Consignes >>
a) Relevez toutes les villes nommées dans le texte sur les cornuelles.
b) D’après le texte sur les cornuelles, de quelles couleurs sont les petits bonbons anisés placés aux trois angles du sablé ?
c) Poursuivez le texte sur les cornuelles à partir de sa dernière phrase.

Texte fourni >>
Ce matin, j’ai dégusté mes premières cornuelles de l’année. Du pur bonheur… Je les guettais depuis quelques temps et elles ont enfin fait leur réapparition à Niort, au Fournil de l’avenue de Paris. Pour célébrer le retour de ces délicieux et hautement symboliques sablés charentais, je reprends la chronique parue sous le titre “Cornuelles disparues et sonnet pointu”, voici exactement deux ans (Dimanche de la Vie, 6). Au passage, je serais heureux que quelqu’un m’indique dans quelles boulangeries de Jarnac ou Cognac on peut à présent trouver d’authentiques cornuelles…
J’adore les cornuelles , ce délicieux sablé de forme triangulaire percé en son centre et agrémenté en ses trois angles par de petits bonbons anisés roses et blancs. Méfiez-vous des contre-façons fourrées à la chantilly, sans le trou au milieu ou diversement pâteuses. L’authentique cornuelle est bien celle qu’on voit photographiée ici . C’est ma madeleine de Proust à moi, celle que je dégustais dans les boulangeries de Jarnac ou de Cognac. L’an dernier, je voulus en quérir à Cognac. Je cherchais en vain la pâtisserie du centre-ville où j’avais l’habitude de me ravitailler. J’eus beau arpenter la rue piétonne, passer et repasser : la boutique avait disparu, remplacée par de la fringue ou de la téléphonie mobile. Une brûlerie de café me confirma la fermeture de mon ancien fournisseur.

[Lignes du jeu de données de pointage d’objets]
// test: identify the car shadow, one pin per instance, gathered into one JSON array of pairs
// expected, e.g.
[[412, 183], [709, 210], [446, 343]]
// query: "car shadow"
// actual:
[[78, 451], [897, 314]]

Résultats finaux >>
a) Niort, Jarnac, Cognac

b) Ils sont roses et blancs.

c)
C’était une pâtisserie qui était pratiquement toute l’année pourvue en cornuelles, mais où l’on veillait à ne pasles afficher sous une étiquette livrant leur vrai nom au commun des chalands. Rangées sous la catégorie générique de « sablés », les « cornuelles » n’étaient nommées ainsi que par les seuls initiés. Le client anonyme qui réclamait des cornuelles était alors comme reconnu et gratifié d’un large sourire. Le dialogue s’engageait aussitôt : « Vous êtes de retour au pays, etc… ». Bref, nommer la cornuelle était le schibbolleth qui vous valait en ce magasin des égards et même des faveurs rigoureusement interdites aux parisiens, touristes et autres barbares qui n’y voyaient que du sablé de forme bizarre.
En principe, la cornuelle fait son apparition dans les bonnes boulangeries charentaises au moment des Rameaux jusqu’à Pâques et même un peu au-delà. C’est que la petite galette triangulaire, dentelée et percée en son centre est hautement symbolique. Triangulaire, apparaissant donc vers Pâques, elle évoque par sa forme la Sainte Trinité. Père, Fils et Saint-Esprit étant également honorables, chaque extrémité de la cornuelle est ornée de bonbons à l’anis dont la saveur fond en bouche comme un céleste et doux parfum propre à élever l’âme. Et dans le trou circulaire en son centre, je vois le cercle symbolisant la divine perfection bien plus qu’un bête orifice qui serait, comme on le lit parfois, destiné à disposer un rameau de buis béni au centre de cornuelles empilées… En réalité, ce vide au centre est un trou d’air aspirant le mangeur vers la transcendance, un signe inscrit en creux dans la matière pâtissière comme un petit oméga dans l’alpha dont la cornuelle est aussi un peu la forme…
Plus prosaïquement, certains exégètes primaires de la cornuelle n’y voient qu’une pâtisserie printanière symbolisant la fertilité et remarquent que cette forme triangulaire, n’est-ce pas, pourrait tout bonnement évoquer un pubis féminin… Et ils signalent d’autres pâtisseries nommées « pines » qui auraient jadis proliféré du côté de Barbezieux. On m’a aussi cité Villebois-Lavalette comme épicentre de cornuelles que je n’ai pas encore authentifiées. Très loin de là, à Niort où je n’en espérais pas tant, j’en ai aperçu deux qui se cachaient parmi les chocolats, dans une boulangerie d’entrée de ville.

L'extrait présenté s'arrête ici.